*Description of the task*: Where the string "crash" occurs in a line of the data below, that line should be copied.

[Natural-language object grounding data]
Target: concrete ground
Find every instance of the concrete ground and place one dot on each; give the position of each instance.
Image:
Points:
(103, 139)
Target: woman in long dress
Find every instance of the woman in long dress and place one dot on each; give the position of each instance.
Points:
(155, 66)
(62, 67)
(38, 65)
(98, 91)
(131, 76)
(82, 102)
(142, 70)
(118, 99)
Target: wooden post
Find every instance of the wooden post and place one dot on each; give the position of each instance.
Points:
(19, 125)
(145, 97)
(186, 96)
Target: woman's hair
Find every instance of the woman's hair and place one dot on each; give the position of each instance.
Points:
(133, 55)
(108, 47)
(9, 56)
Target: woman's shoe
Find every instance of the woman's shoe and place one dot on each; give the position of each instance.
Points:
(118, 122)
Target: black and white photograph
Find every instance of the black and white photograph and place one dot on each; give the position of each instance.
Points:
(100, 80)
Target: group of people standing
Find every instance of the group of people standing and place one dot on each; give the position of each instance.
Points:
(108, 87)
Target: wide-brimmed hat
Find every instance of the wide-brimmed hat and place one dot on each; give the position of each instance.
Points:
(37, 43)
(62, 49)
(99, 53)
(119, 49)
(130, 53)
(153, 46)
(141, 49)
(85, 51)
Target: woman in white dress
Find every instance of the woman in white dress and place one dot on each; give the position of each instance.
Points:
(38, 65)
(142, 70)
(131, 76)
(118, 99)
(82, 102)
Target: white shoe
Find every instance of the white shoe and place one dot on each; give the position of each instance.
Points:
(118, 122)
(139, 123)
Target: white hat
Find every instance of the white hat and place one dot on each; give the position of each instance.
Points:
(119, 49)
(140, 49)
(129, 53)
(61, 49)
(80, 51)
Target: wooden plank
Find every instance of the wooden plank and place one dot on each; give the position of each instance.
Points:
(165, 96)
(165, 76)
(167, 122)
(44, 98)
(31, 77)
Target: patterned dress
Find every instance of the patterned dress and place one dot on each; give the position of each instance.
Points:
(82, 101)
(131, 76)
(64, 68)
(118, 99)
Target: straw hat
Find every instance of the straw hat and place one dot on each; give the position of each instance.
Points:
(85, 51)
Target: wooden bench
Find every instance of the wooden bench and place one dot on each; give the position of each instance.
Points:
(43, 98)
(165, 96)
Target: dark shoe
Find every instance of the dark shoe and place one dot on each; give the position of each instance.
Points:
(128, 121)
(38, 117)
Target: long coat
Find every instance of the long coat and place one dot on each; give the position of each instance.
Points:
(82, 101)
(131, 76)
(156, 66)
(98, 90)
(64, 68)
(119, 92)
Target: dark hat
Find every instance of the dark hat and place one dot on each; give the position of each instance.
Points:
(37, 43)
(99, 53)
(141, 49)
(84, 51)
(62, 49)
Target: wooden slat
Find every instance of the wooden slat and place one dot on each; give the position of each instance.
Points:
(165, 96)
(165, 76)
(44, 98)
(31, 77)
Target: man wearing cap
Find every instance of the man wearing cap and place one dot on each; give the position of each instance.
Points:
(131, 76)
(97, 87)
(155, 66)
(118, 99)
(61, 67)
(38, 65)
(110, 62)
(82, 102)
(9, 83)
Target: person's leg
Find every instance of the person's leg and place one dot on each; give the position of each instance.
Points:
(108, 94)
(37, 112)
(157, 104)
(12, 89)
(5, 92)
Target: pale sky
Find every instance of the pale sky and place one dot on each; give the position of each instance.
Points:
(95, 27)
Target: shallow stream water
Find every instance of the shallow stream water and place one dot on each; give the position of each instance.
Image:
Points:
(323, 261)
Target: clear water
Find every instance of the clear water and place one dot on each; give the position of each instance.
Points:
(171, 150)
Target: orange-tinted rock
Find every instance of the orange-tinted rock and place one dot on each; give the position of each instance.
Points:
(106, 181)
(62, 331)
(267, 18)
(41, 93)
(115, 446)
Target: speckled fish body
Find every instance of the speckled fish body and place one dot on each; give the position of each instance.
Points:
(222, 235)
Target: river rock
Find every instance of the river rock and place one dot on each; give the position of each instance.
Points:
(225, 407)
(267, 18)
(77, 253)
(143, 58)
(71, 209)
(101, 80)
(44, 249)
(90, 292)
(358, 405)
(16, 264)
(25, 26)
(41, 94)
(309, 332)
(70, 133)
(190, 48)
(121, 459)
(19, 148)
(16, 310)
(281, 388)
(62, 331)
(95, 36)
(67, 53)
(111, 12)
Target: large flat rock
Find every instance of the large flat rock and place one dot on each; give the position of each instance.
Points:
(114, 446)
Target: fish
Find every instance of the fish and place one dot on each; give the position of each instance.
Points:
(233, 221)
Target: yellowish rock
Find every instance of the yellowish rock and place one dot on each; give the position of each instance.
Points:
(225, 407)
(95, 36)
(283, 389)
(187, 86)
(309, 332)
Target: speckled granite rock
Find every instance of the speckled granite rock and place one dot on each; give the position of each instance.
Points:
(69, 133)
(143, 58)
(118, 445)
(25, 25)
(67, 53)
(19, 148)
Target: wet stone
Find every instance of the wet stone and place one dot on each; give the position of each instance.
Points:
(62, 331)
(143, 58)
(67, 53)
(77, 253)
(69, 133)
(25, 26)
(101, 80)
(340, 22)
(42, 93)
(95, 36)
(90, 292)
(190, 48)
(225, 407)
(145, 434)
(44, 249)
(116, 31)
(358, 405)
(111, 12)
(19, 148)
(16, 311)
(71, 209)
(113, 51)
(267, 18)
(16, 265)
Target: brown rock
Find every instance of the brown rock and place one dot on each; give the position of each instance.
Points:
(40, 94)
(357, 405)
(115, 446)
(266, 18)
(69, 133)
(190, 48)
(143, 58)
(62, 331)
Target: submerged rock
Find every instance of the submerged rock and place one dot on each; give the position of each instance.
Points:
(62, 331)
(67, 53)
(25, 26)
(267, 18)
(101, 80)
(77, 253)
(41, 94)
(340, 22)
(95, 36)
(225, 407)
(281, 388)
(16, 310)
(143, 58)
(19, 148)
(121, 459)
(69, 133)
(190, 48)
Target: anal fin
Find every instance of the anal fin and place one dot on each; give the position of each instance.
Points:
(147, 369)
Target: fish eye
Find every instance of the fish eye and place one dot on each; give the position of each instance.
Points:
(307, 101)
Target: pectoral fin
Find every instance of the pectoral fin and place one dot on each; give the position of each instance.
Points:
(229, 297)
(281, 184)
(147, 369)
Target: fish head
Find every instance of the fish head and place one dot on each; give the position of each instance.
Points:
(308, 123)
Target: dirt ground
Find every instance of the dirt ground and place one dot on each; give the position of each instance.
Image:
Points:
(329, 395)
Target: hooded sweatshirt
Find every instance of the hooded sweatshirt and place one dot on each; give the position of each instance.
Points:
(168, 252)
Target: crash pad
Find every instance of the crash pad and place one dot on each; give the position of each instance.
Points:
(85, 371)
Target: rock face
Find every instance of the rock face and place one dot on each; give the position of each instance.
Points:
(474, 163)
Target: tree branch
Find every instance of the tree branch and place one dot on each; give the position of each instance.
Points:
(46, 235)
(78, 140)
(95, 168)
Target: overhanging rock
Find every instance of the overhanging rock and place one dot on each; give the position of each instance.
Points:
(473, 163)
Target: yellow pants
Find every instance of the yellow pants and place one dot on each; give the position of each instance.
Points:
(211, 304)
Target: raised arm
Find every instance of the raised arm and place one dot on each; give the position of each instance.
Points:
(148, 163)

*Response for this exercise*:
Target: crash pad
Find every instance of the crash pad and place one dot on each; give the position of each instance.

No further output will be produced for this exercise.